*** Recorded information ***

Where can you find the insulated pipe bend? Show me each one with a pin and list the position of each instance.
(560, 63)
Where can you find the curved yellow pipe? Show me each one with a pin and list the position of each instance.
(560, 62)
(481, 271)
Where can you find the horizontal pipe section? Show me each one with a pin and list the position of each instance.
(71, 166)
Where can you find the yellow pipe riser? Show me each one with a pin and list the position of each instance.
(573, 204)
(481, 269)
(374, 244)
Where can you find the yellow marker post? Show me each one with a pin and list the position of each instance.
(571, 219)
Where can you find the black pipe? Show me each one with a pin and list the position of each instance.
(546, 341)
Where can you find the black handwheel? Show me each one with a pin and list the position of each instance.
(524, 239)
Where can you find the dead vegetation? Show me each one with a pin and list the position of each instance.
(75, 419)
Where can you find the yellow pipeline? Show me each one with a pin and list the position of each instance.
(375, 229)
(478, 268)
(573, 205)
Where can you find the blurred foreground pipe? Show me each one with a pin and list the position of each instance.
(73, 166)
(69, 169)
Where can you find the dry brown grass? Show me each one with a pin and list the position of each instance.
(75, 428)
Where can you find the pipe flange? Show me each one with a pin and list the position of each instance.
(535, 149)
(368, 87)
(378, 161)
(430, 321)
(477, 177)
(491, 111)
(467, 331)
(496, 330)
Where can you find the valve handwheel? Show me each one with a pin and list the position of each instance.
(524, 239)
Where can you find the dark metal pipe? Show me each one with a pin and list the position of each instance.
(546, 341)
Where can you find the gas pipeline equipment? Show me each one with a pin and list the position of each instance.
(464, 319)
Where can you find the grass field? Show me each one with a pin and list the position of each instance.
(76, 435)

*** End of Recorded information ***

Write out the material again, exactly as shown above.

Result >>
Where can you find the insulated pipe bend? Show me each one with a pin and list the position of each instance.
(560, 63)
Where can you find the curved yellow pipe? Show me each one with a pin and list the position of each instance.
(560, 62)
(481, 271)
Where can you find the horizontal pipe section? Show me each one with a pin and list the position of each instance.
(71, 166)
Where can you find the yellow pipe riser? Show me each one with a pin and list the position of each instance.
(573, 204)
(481, 269)
(374, 244)
Where can you find the yellow marker post? Show me each one with a pin and list the position of each instance.
(571, 219)
Where can you find the black pipe? Show me each one with a pin and list the position of each instance.
(546, 341)
Where can you find the black handwheel? Show me each one with a pin and list the position of each instance.
(524, 239)
Where can you find the dead vegetation? Show me each one with a pin and list the position of each instance.
(75, 419)
Where can you find the yellow pipeline? Show me each one with a pin and list the position of each instance.
(375, 229)
(478, 268)
(573, 205)
Where can you find the blurred foreground pipe? Show me each one with a pin and list the position of each instance.
(73, 166)
(69, 169)
Where can you find the dry brown grass? Show me each one with a pin and list the position of each instance.
(75, 428)
Where can you find the pipe flange? Show me each one with a pin and list the position of each instance.
(535, 149)
(368, 87)
(378, 161)
(430, 321)
(477, 177)
(491, 111)
(467, 331)
(496, 330)
Where can you find the valve handwheel? Show me each one with a pin and list the position of each instance.
(524, 239)
Where can you find the dark metal pipe? Show me each one with a pin and list the position of each instance.
(546, 341)
Where can you find the gas pipeline equipment? Show me each one with a pin and list the position of each instance.
(464, 319)
Where can you find the grass field? Show me each one with a pin and list the position of each instance.
(76, 435)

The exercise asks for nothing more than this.